━━━━━ DATASET ENTRIES ━━━━━

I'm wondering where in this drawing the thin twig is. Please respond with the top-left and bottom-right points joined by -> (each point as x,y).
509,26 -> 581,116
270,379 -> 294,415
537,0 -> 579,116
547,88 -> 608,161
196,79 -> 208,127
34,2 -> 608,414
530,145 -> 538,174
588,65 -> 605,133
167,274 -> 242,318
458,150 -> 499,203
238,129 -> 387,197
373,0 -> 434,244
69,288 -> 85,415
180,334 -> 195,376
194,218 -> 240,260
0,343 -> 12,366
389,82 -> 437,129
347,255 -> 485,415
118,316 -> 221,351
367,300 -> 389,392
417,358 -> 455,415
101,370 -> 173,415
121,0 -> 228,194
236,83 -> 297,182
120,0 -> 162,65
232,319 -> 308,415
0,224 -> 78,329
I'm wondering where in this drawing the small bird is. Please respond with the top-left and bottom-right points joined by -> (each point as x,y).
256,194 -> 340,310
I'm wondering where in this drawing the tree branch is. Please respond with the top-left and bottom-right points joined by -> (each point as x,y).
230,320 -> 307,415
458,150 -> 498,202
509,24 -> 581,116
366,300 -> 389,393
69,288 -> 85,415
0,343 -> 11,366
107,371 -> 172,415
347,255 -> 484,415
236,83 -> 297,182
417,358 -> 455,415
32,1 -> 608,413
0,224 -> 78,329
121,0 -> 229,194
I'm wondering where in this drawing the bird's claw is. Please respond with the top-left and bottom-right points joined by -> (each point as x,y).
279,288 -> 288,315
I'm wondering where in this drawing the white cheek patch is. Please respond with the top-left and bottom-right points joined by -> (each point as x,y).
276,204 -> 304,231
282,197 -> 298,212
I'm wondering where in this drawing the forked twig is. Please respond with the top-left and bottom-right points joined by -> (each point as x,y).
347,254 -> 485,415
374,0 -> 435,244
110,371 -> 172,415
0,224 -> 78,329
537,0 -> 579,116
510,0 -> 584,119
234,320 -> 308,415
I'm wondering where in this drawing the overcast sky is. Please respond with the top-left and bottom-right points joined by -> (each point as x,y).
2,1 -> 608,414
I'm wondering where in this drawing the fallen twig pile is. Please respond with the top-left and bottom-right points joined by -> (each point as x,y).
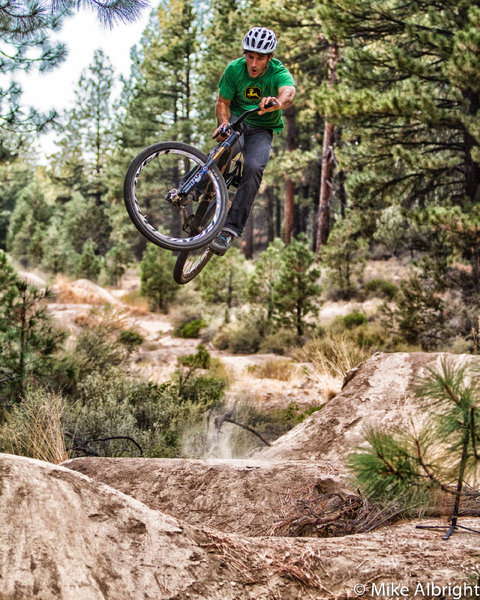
267,488 -> 403,538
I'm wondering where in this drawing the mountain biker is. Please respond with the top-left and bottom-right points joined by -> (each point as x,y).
208,26 -> 296,256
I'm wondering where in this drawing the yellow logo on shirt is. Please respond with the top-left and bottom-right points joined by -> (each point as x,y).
244,86 -> 262,102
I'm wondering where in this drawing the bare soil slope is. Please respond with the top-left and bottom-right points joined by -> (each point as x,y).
64,352 -> 480,537
2,453 -> 479,600
63,457 -> 346,536
257,351 -> 480,469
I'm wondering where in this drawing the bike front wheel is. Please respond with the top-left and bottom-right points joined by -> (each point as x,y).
124,142 -> 228,251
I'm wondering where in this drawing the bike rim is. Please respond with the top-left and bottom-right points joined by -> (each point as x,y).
130,147 -> 225,249
183,247 -> 212,276
174,246 -> 213,284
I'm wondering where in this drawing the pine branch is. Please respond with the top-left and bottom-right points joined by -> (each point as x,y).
414,438 -> 479,498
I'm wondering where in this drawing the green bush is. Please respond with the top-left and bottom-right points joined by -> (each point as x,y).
177,318 -> 206,338
118,329 -> 144,351
364,278 -> 398,300
178,344 -> 211,369
213,320 -> 262,354
343,311 -> 368,329
65,365 -> 227,458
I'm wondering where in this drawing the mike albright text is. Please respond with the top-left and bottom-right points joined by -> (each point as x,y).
371,582 -> 480,599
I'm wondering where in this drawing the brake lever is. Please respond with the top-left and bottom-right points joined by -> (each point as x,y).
212,123 -> 231,140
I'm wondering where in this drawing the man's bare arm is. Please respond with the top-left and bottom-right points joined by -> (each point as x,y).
214,95 -> 231,138
258,85 -> 296,114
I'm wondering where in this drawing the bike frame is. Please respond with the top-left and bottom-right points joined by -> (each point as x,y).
178,106 -> 261,197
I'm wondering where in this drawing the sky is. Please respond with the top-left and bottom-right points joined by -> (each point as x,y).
18,4 -> 156,158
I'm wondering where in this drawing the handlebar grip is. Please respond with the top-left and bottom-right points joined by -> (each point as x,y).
212,123 -> 230,140
263,99 -> 277,109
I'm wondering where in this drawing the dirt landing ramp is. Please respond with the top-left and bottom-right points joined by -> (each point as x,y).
63,457 -> 346,536
2,453 -> 479,599
257,352 -> 480,466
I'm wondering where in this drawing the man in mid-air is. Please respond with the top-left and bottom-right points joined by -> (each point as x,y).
208,26 -> 296,255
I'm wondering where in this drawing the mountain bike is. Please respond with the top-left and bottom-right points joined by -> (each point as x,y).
124,103 -> 275,281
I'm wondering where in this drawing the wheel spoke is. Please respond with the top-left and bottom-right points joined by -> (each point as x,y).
124,142 -> 228,251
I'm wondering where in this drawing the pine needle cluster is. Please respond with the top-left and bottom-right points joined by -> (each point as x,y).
348,358 -> 480,514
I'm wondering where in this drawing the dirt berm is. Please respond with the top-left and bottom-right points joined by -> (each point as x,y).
2,352 -> 480,598
2,453 -> 479,599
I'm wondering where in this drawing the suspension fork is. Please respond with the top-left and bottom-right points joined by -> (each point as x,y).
179,135 -> 238,196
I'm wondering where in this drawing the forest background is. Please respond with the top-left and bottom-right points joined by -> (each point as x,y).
1,0 -> 480,460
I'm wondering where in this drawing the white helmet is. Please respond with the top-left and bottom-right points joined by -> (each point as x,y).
242,27 -> 277,54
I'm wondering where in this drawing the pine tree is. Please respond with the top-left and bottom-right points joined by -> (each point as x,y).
0,159 -> 36,249
76,239 -> 102,281
199,247 -> 248,311
319,211 -> 369,300
247,237 -> 285,326
314,0 -> 480,216
104,238 -> 133,287
0,255 -> 68,413
50,49 -> 116,205
348,358 -> 480,537
197,0 -> 248,127
0,1 -> 149,158
140,245 -> 179,312
6,179 -> 52,267
118,0 -> 199,150
273,234 -> 321,336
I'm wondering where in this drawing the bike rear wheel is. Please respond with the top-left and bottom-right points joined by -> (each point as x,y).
173,246 -> 214,284
124,142 -> 228,251
173,189 -> 237,284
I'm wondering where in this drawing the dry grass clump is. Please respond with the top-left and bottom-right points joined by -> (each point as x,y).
73,305 -> 135,333
246,358 -> 299,381
293,333 -> 372,381
119,290 -> 150,313
0,389 -> 68,464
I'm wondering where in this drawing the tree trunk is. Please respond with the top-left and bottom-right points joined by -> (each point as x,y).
284,106 -> 298,244
275,193 -> 282,238
463,88 -> 480,203
243,213 -> 254,259
284,179 -> 295,245
265,187 -> 275,244
316,42 -> 339,252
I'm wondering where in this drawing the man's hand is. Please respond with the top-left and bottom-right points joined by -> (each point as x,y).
258,97 -> 279,115
213,122 -> 230,140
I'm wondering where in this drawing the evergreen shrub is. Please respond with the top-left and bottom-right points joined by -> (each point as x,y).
342,311 -> 368,329
177,344 -> 211,369
118,329 -> 144,351
213,320 -> 262,354
177,318 -> 206,338
364,278 -> 399,300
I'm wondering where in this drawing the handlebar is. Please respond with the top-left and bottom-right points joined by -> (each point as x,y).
213,100 -> 277,139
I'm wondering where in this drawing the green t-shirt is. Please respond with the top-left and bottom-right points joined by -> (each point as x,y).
218,57 -> 295,133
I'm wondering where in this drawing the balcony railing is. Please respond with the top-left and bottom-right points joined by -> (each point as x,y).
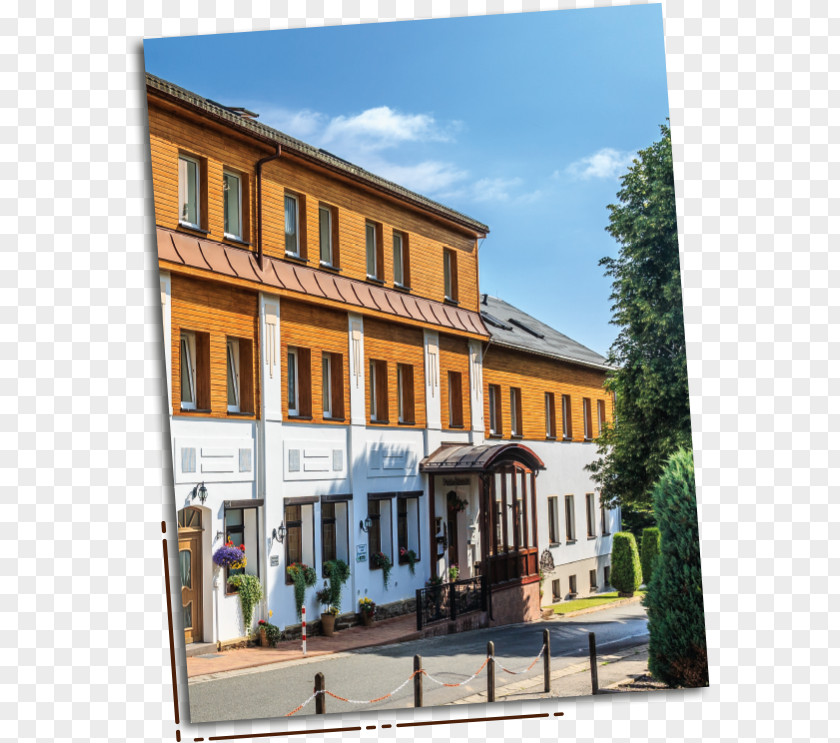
415,575 -> 488,631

━━━━━

▶ WHAT TO PRODUCE
Each line above should be set down exactly as written, with pictures excluded.

▶ EXERCISE RESULT
I'm wondering where in this drawing the thin twig is. Please respond with the top-left and bottom-right points joined by -> (each point as x,y).
509,26 -> 581,116
270,379 -> 294,415
537,0 -> 579,116
547,88 -> 608,161
196,79 -> 208,127
34,2 -> 608,414
530,145 -> 538,174
588,65 -> 605,133
167,274 -> 242,318
458,150 -> 499,203
238,129 -> 387,197
373,0 -> 434,244
69,288 -> 85,415
180,334 -> 195,376
194,218 -> 240,260
0,343 -> 12,366
389,82 -> 437,129
347,255 -> 485,415
118,316 -> 221,351
367,300 -> 389,392
417,358 -> 455,415
101,370 -> 173,415
121,0 -> 228,194
236,83 -> 297,182
120,0 -> 162,65
232,319 -> 308,415
0,224 -> 78,329
I'm wondering where in this drawing the small bird is. Please respond with the top-left and bottom-right points joined by -> (each point as x,y).
256,194 -> 340,310
I'm wondering where in this drawing the tree branch is. Please respond with the top-left and bottom-right points joined by -> (each point as x,y).
230,320 -> 307,415
458,150 -> 498,202
509,24 -> 581,116
366,300 -> 389,393
69,288 -> 85,415
0,343 -> 11,366
107,371 -> 172,415
347,255 -> 484,415
236,83 -> 297,182
417,358 -> 455,415
32,1 -> 608,413
0,224 -> 78,329
121,0 -> 229,194
I'm wondering where in this drawing the bird's claw is. Please respond with the top-left and bottom-right points joined by -> (each point as x,y).
279,288 -> 288,315
I'm wondering where in this drawing the white cheek patch is. Please respond with the top-left and bottom-right points joined by -> (each point as x,y).
276,204 -> 304,231
282,197 -> 298,212
I'm wondering where in this drawing the forked twig is. Please respond with the top-left and bottom-right points joined by -> (each point as x,y).
347,254 -> 485,415
374,0 -> 435,244
110,371 -> 172,415
0,224 -> 78,329
537,0 -> 579,116
510,0 -> 584,119
234,320 -> 308,415
I'm wondering where in this drawing the overcast sky is. Please respond with the top-left and bottom-right points joined by -> (each point as x,y).
2,1 -> 608,414
I'm wondering where in this drawing the fallen twig pile is. Please respond with the top-left and bottom-right points joined by -> (each point as x,y).
267,488 -> 403,538
I'm wondering where in this drawing the mountain biker is. Please respond with the top-left and bottom-right points joined by -> (each point as x,y).
208,26 -> 296,256
I'm wondering where in this drawing the yellow logo on shirt is. Please respond with the top-left and bottom-right points joined by -> (each point as x,y).
244,86 -> 262,102
I'm wondering where in this drawing the bare soil slope is. Please respond with the top-left and bottom-right points joined by -> (each point as x,y).
64,352 -> 480,537
2,453 -> 479,600
63,457 -> 346,536
257,351 -> 480,469
I'm wondering where in this drawing the bike front wheel is. Please respond with the top-left and bottom-right points joined by -> (each point as x,y).
124,142 -> 228,251
I'm wondering where in this drawing the bike rim is. Please respond with the top-left and bottom-right points joined by -> (each point as x,y).
130,147 -> 225,249
183,247 -> 212,276
174,246 -> 213,284
I'm wondering where in this drawing the pine branch is. Please respond with the top-left and bottom-right points joined by -> (each point as x,y).
414,438 -> 479,498
I'm wondering where in this drawing the green bush is. Please respond with the top-left and bottom-right points joined by -> (each point as x,y).
177,318 -> 206,338
118,329 -> 144,351
364,278 -> 398,300
178,344 -> 211,369
213,320 -> 262,354
343,311 -> 368,329
65,365 -> 227,458
I'm wondering where in this drawing the mike albright text is. Please respond with the top-left and bottom-right points joined by -> (each point as x,y).
371,582 -> 480,599
I'm wondering where in this drawing the brake lever is. Please respond with the top-left and bottom-right points joined by -> (each point as x,y).
212,123 -> 231,140
I'm wondering where in this drawing the man's bare arm is. Please respond with the top-left and bottom-right points joined by -> (each point as x,y).
214,95 -> 231,138
258,85 -> 296,114
I'm wondering where in this drawing the bike frame is. Please respond with the top-left and bottom-right points joined by -> (each point as x,y).
178,106 -> 261,197
I'm wondering where in this drawing the sky is. Please respond with the top-left and bottom-right points joined by -> (each point as x,y).
18,4 -> 156,158
I'm wondering where in this drawing the handlebar grip is. Please respond with the top-left and bottom-right points joined by -> (each point as x,y).
212,123 -> 230,140
263,99 -> 277,109
I'm wondering where in this drawing the dirt landing ramp is. Please respond with the top-left and bottom-right points joined by -> (each point as x,y).
63,457 -> 346,536
2,453 -> 479,599
257,352 -> 480,466
I'm wondering where in this drawing the man in mid-air is. Please respond with the top-left and bottom-right points joined by -> (each point as x,y).
208,26 -> 296,255
I'm wondering where in this drawing the mountain bike is. Please respond with the top-left and bottom-right points joined by -> (each point as x,y).
124,103 -> 275,281
I'm wondering where in this drawing the wheel spoke is. Please respond with the top-left and bottom-right points joined by -> (each point as x,y).
124,142 -> 228,251
I'm wondering where in this drawing the pine needle cluster is. Please respond with the top-left and bottom-right points joined by -> (each point as x,y).
348,358 -> 480,514
I'm wondering where in this drawing the dirt berm is. Please respond with the top-left and bottom-right points joined by -> (each point as x,y).
2,352 -> 480,598
2,453 -> 479,599
I'm wondering where in this drawing the suspension fork is. Please respond with the top-left and bottom-right points joined by -> (each point as x,y).
179,135 -> 238,196
I'm wondering where in this drawing the forest background is. Please respond with the top-left and bottom-right points joined by -> (each point as x,y).
1,0 -> 480,460
I'm wondering where in this drawing the white helmet is. Please respond with the top-left and bottom-right points joined by -> (each point as x,y).
242,27 -> 277,54
I'm wondering where in this drawing the pine tree is. Please respond with the top-left and bottom-right points joined by -> (each point as x,y).
0,159 -> 36,249
76,239 -> 102,281
199,247 -> 248,311
319,211 -> 369,300
247,237 -> 285,326
314,0 -> 480,216
104,238 -> 133,287
0,255 -> 68,413
50,49 -> 116,205
348,358 -> 480,537
197,0 -> 248,127
0,1 -> 149,158
140,245 -> 179,312
6,179 -> 52,267
118,0 -> 199,150
273,234 -> 321,336
I'm wondering where in this drawing the bike rear wheel is. Please respond with the top-left and bottom-right points joined by -> (each point as x,y).
173,246 -> 214,284
124,142 -> 228,251
173,189 -> 237,284
I'm wondering where in this drawing the dry grass clump is. Please respond with the top-left and bottom-right points joined by -> (each point as x,y).
73,305 -> 135,333
246,358 -> 299,381
293,333 -> 372,381
119,290 -> 150,313
0,389 -> 68,464
I'm wondering where in this drawing the tree trunk is. Please respond with the top-left and bottom-right points joined by -> (each point as x,y).
284,106 -> 298,244
275,193 -> 282,238
463,88 -> 480,203
243,213 -> 254,259
284,179 -> 295,245
265,187 -> 275,244
316,42 -> 339,252
I'm wondering where in this drawing the man's hand is. Please respond with the top-left and bottom-right points joined by -> (each point as x,y).
258,97 -> 279,115
213,122 -> 230,140
I'm wondering where in this drawing the evergreen shrub is. Please respond with the top-left and bottom-right points joined by -> (each point as x,y).
342,311 -> 368,329
177,344 -> 211,369
118,329 -> 144,351
213,320 -> 262,354
177,318 -> 206,338
364,278 -> 399,300
I'm wondering where in this drawing the handlebar is. Please respond with the top-left and bottom-right points joined by -> (each point as x,y).
213,100 -> 277,139
I'm wondering where in this drawing the green t-shirt is. Please respond with the top-left and bottom-right points joined by -> (each point as x,y).
218,57 -> 295,133
I'm wondering where in this drawing the balcony railing is. Please respond with the top-left and bottom-right points joined by -> (each point as x,y).
415,575 -> 488,631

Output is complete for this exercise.